Begin TASK INPUT

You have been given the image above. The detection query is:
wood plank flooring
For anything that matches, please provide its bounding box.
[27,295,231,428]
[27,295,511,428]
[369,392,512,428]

End TASK INPUT

**AIM:**
Reproduce every item above word for word, line by line, with no changes.

**THE REPLY:**
You have been given the image above. The detection query is:
wood plank flooring
For anything that matches, please provide its bounding box.
[27,295,231,428]
[27,295,511,428]
[369,392,512,428]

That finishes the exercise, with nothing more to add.